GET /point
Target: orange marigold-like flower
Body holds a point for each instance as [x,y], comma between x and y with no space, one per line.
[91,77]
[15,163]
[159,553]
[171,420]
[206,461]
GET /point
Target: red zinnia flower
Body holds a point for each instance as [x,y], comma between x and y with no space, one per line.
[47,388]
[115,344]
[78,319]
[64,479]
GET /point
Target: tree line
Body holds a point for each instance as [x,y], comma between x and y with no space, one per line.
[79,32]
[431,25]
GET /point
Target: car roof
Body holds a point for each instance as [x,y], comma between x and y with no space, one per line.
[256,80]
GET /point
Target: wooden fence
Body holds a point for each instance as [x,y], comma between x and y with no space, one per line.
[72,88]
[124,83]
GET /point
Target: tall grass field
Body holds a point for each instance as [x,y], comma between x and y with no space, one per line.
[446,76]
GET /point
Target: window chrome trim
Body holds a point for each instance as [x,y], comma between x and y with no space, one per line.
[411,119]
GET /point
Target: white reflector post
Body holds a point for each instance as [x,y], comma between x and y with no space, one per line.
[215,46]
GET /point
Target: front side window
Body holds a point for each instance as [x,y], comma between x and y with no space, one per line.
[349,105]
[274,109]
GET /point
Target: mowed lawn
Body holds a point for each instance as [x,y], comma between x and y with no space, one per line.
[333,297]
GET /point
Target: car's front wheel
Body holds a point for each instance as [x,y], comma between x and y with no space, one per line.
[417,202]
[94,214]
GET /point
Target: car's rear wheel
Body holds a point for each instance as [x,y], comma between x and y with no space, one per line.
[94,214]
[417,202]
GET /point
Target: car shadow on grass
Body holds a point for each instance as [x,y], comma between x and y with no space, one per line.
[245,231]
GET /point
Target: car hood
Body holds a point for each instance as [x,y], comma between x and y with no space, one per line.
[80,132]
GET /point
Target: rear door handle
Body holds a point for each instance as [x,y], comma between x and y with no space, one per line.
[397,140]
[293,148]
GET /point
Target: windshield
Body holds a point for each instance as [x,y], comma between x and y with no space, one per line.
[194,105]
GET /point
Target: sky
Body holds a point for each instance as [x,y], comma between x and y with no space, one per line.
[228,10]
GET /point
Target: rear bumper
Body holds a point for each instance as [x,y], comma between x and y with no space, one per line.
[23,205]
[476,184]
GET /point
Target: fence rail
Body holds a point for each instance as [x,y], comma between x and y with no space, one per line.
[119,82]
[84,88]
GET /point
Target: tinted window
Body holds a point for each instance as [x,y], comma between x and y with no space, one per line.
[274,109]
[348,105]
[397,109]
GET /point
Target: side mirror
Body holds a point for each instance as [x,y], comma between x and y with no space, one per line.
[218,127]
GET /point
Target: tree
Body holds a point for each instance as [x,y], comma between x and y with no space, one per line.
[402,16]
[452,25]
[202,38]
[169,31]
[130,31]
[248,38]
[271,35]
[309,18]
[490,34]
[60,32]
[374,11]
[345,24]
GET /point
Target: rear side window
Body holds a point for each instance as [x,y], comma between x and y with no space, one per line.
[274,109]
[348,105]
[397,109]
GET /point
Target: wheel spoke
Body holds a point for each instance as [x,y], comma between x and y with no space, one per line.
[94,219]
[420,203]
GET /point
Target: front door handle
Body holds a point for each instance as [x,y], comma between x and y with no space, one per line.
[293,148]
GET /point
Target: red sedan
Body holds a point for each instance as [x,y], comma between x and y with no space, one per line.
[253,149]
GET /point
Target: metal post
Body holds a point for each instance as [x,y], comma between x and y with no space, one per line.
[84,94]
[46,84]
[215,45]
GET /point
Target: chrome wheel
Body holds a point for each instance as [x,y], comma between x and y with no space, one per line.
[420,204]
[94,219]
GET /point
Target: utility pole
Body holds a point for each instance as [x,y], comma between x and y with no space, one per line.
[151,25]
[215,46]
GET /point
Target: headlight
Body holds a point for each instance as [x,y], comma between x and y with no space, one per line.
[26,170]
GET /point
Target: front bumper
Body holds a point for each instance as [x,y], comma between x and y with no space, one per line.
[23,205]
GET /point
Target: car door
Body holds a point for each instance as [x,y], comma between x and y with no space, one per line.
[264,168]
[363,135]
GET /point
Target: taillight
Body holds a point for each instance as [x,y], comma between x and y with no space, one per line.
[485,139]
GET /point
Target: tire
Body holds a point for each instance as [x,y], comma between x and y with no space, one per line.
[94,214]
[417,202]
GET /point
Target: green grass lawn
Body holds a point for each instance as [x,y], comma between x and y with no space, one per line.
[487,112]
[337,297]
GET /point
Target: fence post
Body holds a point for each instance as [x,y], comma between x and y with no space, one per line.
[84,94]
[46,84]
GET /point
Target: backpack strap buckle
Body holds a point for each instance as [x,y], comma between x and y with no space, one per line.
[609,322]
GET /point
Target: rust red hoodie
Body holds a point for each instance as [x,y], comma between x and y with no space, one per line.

────

**Set exercise**. Tally the lines in the records above that contain the string "door", matching case exactly, and give only that number.

**Written reply**. 3